* DATA SHOWN *
┄┄┄┄┄┄┄┄┄┄

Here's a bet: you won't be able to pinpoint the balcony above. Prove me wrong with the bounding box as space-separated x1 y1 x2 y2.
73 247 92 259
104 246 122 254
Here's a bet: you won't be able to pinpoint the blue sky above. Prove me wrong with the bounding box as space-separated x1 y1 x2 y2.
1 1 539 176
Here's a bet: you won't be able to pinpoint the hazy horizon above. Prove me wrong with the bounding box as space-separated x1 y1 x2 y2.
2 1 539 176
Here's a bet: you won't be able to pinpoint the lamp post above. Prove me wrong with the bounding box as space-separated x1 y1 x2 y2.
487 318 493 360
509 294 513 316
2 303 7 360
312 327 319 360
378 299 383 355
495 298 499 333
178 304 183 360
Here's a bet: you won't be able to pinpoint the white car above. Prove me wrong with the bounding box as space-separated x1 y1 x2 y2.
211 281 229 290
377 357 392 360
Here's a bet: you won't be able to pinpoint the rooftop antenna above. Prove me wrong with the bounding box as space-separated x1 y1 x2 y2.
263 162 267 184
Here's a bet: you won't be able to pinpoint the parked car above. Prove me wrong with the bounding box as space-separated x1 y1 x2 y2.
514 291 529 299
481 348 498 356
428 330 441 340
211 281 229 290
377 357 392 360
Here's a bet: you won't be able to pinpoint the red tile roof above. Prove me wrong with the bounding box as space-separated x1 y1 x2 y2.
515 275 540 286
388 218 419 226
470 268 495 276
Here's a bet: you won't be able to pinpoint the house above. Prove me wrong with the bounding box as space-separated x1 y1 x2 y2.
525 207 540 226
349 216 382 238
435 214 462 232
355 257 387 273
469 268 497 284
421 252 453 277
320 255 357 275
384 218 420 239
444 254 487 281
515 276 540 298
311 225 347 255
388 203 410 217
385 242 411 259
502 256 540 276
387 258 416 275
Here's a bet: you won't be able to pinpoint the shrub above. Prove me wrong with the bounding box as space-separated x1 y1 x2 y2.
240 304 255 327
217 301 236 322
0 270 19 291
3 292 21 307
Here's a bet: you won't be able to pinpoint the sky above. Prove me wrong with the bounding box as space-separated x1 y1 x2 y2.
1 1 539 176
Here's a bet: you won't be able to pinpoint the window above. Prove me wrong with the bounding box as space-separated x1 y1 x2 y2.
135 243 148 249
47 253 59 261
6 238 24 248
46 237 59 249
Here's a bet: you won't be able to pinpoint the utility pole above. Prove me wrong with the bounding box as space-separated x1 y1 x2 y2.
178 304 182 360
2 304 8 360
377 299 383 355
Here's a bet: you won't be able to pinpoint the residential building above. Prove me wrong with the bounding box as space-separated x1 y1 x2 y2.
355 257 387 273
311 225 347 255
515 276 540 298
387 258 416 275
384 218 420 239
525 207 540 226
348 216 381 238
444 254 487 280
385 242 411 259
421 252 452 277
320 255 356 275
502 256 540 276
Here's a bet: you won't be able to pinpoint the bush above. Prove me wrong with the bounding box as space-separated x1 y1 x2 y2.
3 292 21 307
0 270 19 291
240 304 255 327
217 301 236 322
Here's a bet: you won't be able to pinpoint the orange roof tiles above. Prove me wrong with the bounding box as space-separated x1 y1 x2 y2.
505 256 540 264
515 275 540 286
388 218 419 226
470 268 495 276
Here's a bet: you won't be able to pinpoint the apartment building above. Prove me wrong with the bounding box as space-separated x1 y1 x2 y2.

┄┄┄┄┄┄┄┄┄┄

* EXERCISE *
Print the whole listing again, exactly.

* WRITTEN RESPONSE *
Here's a bet: you won't be able to pinpoint the balcony above. Prove me wrong with the bounding box as space-separated x1 y1 x2 y2.
73 247 92 259
104 246 122 254
Here's a bet: you won't be able to pinpoint the blue sky above. Prove me wrong with the bounding box as space-separated x1 y1 x2 y2.
1 1 539 176
Here's a bet: you won't be able to pinpoint the hazy horizon above. Prove me wrong with the bounding box as space-separated x1 y1 x2 y2.
2 1 539 176
Here's a bet: you won't be able to pinpoint the lamp post above. Prove me wrong with the bounding box as space-separated x1 y1 x2 y2.
487 318 493 360
509 294 513 316
2 303 7 360
312 327 319 360
378 299 383 355
495 298 499 333
178 304 183 360
Here's a bet: you won't be able to pinpoint the white car above. Prove me wrong with the bounding box as space-separated x1 y1 x2 y2.
211 281 229 290
377 357 392 360
Here's a bet: you won't be able to pinpoint the rooftop antenna above. Prove me wrong with the bounding box as space-separated x1 y1 x2 y2.
263 162 267 184
Here's a bet: you won't be able to pinpoint the parked car above. Prove me wrong with the bounding box as space-separated x1 y1 x2 y2.
514 291 529 299
481 348 498 356
428 330 441 340
211 281 229 290
377 357 392 360
Here's a bet: you won't be able to pinpoint the red tile roof above. Prove me wrong with the bounding box as space-separated x1 y1 x2 y2.
515 275 540 286
388 218 419 226
470 268 495 276
Here's a bet: you won't be able to pinpoint the house above. Prove me wrong with the bounding box as space-separated x1 y1 x2 y2.
525 207 540 226
349 216 382 238
435 214 462 232
355 257 387 273
469 268 497 284
421 252 453 277
320 255 357 275
384 218 420 239
444 254 487 281
515 276 540 298
311 225 347 255
388 203 410 217
385 242 411 259
502 256 540 276
387 258 416 275
Here's a bet: you won't be able to pinpoint the shrub above. Prove me wrong with the bounding box as space-separated x1 y1 x2 y2.
240 304 255 327
217 301 236 322
0 270 19 291
3 292 21 307
Here's a bet: you won't be able to pinpoint the sky above. Prove me wrong with the bounding box as space-separated x1 y1 x2 y2.
1 1 539 176
Here's a bet: you won't be able to pinpoint the window above. Prove me wrong with the bounding box as space-separated x1 y1 x2 y2.
135 243 148 249
47 253 59 261
6 238 24 248
46 237 59 249
Here's a bet: you won't be able to pinpoint the utility pole above. Prove me wrong with the bounding box as space-separated x1 y1 x2 y2.
178 304 182 360
2 304 8 360
377 299 383 355
Here's a bet: you won't be able to pinpoint the residential building above. Prove me wrong with the bounding box as space-separated x1 y1 x2 y2.
355 257 387 273
311 225 347 255
515 276 540 298
387 258 416 275
384 218 420 239
525 207 540 226
348 216 381 238
444 254 487 280
385 242 411 259
421 252 452 277
320 255 356 275
502 256 540 276
Here's a bet: you won't be able to pinpoint the bush above. Prove me wrong with the bounding box as space-separated x1 y1 x2 y2.
3 292 21 307
0 270 19 291
240 304 255 327
217 301 236 322
Here's a bet: you won't be able to pinpoint the orange roof tiles above. Prove me wrong with the bounding box as space-separated x1 y1 x2 y2.
505 256 540 264
515 275 540 286
388 218 419 226
470 268 495 276
Here's a bet: you won't be able to pinpoint the apartment building above. Prove me wrong with the bounding box as space-separated x1 y1 x2 y2.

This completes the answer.